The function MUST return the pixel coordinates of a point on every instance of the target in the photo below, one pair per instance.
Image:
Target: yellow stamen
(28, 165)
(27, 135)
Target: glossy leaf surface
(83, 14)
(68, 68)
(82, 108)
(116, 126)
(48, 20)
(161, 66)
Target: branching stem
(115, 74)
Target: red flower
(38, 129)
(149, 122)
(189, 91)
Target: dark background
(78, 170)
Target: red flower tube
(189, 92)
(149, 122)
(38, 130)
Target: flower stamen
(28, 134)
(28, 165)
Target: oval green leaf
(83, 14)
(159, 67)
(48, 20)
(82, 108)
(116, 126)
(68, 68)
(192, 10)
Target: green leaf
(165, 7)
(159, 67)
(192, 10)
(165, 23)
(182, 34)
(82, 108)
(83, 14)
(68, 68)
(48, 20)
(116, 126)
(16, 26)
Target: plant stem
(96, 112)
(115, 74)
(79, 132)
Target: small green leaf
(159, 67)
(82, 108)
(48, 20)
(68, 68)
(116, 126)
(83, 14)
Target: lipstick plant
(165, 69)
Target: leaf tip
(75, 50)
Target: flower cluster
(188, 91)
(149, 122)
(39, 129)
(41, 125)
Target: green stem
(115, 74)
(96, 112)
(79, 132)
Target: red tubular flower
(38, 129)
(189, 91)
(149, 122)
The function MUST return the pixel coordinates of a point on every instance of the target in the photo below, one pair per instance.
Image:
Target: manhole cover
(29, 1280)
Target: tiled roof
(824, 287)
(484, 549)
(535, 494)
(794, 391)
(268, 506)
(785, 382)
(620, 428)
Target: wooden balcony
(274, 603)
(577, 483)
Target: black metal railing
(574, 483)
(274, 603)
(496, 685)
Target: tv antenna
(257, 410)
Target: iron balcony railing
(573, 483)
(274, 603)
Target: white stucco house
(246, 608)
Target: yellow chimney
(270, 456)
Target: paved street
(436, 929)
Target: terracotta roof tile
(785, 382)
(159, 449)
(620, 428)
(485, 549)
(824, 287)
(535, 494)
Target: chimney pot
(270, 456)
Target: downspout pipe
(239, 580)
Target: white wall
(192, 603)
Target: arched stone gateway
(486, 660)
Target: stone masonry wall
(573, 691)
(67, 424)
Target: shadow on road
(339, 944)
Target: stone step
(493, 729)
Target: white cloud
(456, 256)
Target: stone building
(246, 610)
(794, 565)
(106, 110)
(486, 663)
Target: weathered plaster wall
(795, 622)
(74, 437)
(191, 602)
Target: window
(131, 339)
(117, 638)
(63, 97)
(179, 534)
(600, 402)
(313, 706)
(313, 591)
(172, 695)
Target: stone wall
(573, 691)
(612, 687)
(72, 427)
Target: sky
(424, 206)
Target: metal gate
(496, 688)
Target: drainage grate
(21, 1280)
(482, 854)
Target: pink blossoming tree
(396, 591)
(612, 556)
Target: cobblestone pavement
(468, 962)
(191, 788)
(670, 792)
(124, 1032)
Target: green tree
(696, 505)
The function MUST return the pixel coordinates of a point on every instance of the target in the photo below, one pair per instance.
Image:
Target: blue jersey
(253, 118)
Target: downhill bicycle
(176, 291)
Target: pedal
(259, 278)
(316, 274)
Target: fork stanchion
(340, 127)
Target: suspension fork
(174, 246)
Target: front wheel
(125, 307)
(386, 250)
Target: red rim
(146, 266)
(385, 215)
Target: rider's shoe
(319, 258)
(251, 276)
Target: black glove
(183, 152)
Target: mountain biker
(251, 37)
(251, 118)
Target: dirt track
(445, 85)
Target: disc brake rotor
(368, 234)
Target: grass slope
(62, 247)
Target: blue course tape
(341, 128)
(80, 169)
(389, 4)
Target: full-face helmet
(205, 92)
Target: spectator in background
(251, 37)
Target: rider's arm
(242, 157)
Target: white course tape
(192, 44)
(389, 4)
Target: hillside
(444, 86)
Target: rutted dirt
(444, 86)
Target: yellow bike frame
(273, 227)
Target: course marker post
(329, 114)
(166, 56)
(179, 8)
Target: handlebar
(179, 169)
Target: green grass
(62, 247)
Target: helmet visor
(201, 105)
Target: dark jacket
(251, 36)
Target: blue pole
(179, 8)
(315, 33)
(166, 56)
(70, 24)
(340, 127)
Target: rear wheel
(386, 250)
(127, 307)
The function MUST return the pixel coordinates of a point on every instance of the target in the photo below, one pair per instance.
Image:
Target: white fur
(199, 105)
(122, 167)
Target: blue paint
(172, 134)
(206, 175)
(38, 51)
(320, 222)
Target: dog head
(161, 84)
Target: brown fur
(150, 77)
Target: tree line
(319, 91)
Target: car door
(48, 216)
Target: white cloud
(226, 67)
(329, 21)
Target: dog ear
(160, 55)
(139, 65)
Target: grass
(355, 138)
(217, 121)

────────────────

**Exercise details**: Word for word, please return the lines from the one containing "Target: handlebar" through the end of the listing, both ends included, and nothing else.

**Response**:
Target: handlebar
(179, 169)
Target: green grass
(62, 247)
Target: helmet visor
(201, 105)
Target: dark jacket
(251, 36)
Target: blue pole
(179, 8)
(315, 33)
(166, 56)
(70, 24)
(340, 127)
Target: rear wheel
(386, 250)
(127, 307)
The function MUST return the pixel coordinates of a point on every instance of the target in the photo below, one pair per instance.
Image:
Target: white fur
(199, 105)
(122, 167)
Target: blue paint
(172, 134)
(206, 175)
(38, 51)
(320, 222)
Target: dog head
(161, 84)
Target: brown fur
(150, 77)
Target: tree line
(319, 91)
Target: car door
(48, 216)
Target: white cloud
(226, 67)
(329, 21)
Target: dog ear
(160, 55)
(139, 65)
Target: grass
(355, 138)
(217, 121)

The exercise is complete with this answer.